» Directions for this task
Reproduce every record below exactly as written, leaving out any pictures.

■ ■ ■

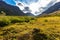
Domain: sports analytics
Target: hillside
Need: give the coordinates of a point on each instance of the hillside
(10, 10)
(29, 28)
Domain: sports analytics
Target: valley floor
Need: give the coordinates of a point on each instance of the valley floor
(41, 28)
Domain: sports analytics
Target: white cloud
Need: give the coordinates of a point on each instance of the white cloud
(35, 7)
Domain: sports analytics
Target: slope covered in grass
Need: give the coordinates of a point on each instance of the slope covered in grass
(29, 28)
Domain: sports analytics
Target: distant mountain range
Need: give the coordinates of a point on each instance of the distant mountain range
(15, 11)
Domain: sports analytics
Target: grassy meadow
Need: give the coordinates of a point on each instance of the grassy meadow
(29, 28)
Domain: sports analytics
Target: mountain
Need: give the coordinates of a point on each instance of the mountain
(10, 10)
(52, 8)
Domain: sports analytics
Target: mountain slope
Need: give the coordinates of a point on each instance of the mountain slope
(10, 10)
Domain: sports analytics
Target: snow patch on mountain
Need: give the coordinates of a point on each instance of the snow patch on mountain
(36, 7)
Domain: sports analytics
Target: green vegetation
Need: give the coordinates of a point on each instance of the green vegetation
(29, 28)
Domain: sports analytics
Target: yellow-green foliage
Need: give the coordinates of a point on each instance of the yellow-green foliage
(42, 28)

■ ■ ■

» Result of this exercise
Domain: sports analytics
Target: hillside
Need: give the coordinates of a point on each instance of the hillside
(10, 10)
(29, 28)
Domain: sports analytics
Target: valley floor
Need: give the coordinates of a point on each instance of the valley floor
(41, 28)
Domain: sports analytics
Target: white cloud
Need: give the coordinates of a point on each instance of the white cloud
(35, 7)
Domain: sports analytics
Target: slope covered in grass
Need: give the coordinates of a point on each instance of the slope covered in grass
(29, 28)
Domain: sports analytics
Target: distant mountain range
Need: give the coordinates of a point on each instance of the distant mountain range
(15, 11)
Domain: sports analytics
Target: grassy meadow
Need: give the coordinates of a point on each instance of the grassy meadow
(29, 28)
Domain: sports analytics
Target: mountain
Need: give the coordinates of a point on each instance of the mountain
(10, 10)
(52, 8)
Domain: sports analytics
Target: mountain slope
Need: give the coordinates of a point on each instance of the mountain slope
(10, 10)
Domain: sports analytics
Target: snow patch on mountain
Need: give the coordinates of a point on each instance of the snow patch on mountain
(36, 7)
Domain: sports analytics
Target: green vegetation
Need: give the coordinates of a point on each instance of the green vegetation
(29, 28)
Domain: sports analytics
Target: yellow-green foliage
Need: give the coordinates of a point on each instance of the yellow-green foliage
(42, 28)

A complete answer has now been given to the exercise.